• _Extract_:
__________________________________________________
Jim Willett is a lot of things, and he has a lot to say. The three things he’s most quick to mention, however, are his love of democracy, his pride in his brand new truck, and his loyalty to Kalispell Brewing Company.
We wanted to take this moment to thank Jim for being Jim, and to spread the word about how great he is. You see, Jim’s moving. He was offered a deal he couldn’t refuse and will be heading to southern California later this month. Jim and his beloved truck will be leaving us. We’re sure he’ll be taking it with him somehow, whether he has to drive it down to California himself, or even if he has to make use of a company like Cars Arrive Auto Relocation (link here) to drive his truck down to him after he moves.
We’ll miss him, and his truck, terribly, not just because he brings our staff treats from Ceres at least once a week (although that’s pretty great), but because he is a favorite customer and friend, and is truly a part of the KBC family.
I sat down with Jim to ask him a few questions, about life, about his politics, but mostly we ended up having a great conversation about the things that are important to him: Friends, community, fairness, and good beer.
How did you end up in Montana?
__________________________________________________
• _Supplied information_:

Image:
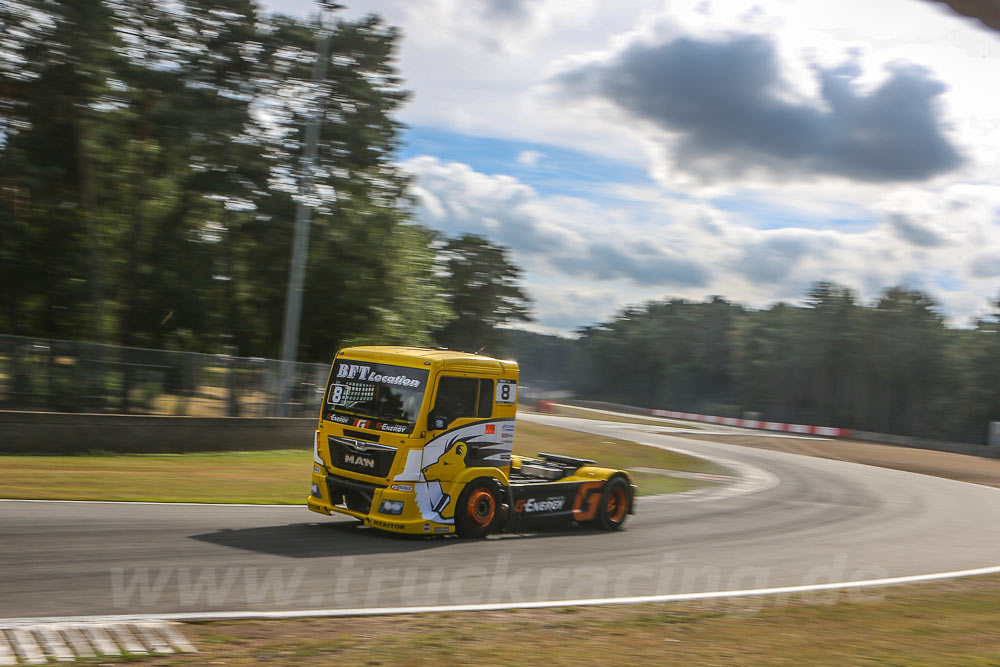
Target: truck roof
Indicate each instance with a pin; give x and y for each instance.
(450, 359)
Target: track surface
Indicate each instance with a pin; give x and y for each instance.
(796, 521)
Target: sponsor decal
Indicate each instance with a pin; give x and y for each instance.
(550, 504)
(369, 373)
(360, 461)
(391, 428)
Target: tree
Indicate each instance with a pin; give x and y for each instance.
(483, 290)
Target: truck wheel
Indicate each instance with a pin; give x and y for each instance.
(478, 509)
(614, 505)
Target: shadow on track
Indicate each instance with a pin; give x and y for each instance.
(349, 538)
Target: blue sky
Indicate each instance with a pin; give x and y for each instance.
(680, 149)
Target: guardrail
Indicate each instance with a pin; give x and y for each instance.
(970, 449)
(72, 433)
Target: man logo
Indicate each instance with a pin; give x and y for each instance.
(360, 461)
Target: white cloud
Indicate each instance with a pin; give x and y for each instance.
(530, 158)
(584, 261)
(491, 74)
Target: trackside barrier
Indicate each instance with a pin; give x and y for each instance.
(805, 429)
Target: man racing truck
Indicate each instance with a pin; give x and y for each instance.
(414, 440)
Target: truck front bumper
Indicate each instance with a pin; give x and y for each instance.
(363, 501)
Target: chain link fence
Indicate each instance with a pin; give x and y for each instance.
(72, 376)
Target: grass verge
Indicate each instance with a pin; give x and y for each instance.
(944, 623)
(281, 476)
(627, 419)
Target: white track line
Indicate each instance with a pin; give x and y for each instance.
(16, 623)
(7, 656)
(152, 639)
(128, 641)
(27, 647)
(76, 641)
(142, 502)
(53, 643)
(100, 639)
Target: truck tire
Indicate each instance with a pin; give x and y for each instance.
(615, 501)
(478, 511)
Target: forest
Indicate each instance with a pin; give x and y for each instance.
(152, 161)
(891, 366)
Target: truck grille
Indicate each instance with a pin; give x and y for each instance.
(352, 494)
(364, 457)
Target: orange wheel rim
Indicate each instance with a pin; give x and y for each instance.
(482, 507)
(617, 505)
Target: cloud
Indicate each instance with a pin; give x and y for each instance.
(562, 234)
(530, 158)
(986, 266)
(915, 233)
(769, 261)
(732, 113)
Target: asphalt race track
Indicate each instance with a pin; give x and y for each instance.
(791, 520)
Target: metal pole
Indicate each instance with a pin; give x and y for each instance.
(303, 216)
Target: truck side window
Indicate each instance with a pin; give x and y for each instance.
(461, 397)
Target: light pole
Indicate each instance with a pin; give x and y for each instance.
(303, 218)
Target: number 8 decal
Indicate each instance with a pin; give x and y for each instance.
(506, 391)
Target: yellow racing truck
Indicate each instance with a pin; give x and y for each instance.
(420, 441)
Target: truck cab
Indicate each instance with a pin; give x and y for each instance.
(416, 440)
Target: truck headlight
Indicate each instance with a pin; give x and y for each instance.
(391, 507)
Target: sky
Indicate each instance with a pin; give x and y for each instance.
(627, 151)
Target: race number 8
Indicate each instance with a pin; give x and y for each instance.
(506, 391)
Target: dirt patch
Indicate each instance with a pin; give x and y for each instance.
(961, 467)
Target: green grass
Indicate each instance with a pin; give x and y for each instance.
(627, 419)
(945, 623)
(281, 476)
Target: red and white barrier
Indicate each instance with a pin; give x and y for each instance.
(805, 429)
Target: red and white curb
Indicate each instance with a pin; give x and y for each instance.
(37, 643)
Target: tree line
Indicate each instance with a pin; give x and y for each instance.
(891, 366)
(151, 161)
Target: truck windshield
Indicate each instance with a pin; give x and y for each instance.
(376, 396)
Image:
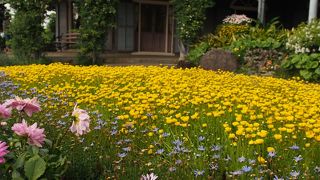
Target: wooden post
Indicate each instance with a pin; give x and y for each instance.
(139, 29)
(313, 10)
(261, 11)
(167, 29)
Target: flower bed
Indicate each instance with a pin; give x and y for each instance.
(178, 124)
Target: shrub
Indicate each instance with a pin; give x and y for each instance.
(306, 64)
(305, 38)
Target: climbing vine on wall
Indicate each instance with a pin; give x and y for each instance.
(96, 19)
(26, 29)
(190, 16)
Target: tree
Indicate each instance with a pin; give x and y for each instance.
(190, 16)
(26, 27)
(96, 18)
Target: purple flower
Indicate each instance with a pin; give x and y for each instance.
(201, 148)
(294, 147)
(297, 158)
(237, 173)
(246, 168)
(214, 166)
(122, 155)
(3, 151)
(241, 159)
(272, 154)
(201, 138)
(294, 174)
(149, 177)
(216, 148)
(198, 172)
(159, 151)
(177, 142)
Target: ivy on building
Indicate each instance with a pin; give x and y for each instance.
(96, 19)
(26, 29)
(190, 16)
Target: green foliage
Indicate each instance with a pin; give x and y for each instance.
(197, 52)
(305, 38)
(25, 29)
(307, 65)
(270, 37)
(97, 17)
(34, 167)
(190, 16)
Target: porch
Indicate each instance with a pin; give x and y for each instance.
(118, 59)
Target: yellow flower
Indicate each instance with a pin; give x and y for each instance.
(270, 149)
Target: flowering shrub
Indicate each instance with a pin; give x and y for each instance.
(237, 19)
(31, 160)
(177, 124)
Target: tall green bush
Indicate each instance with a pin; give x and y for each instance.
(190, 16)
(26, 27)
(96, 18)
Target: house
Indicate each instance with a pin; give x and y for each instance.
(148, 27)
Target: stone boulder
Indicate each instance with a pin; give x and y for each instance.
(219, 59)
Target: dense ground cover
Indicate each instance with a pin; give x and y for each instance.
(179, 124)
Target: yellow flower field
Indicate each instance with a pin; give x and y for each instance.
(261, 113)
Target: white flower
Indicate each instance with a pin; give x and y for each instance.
__________________________________________________
• _Work instructions_: Reproduce the passage of the piece about Jim Willett starting with "We’ll miss him, and" and going on through "up in Montana?".

• _Solved problem_:
We’ll miss him, and his truck, terribly, not just because he brings our staff treats from Ceres at least once a week (although that’s pretty great), but because he is a favorite customer and friend, and is truly a part of the KBC family.
I sat down with Jim to ask him a few questions, about life, about his politics, but mostly we ended up having a great conversation about the things that are important to him: Friends, community, fairness, and good beer.
How did you end up in Montana?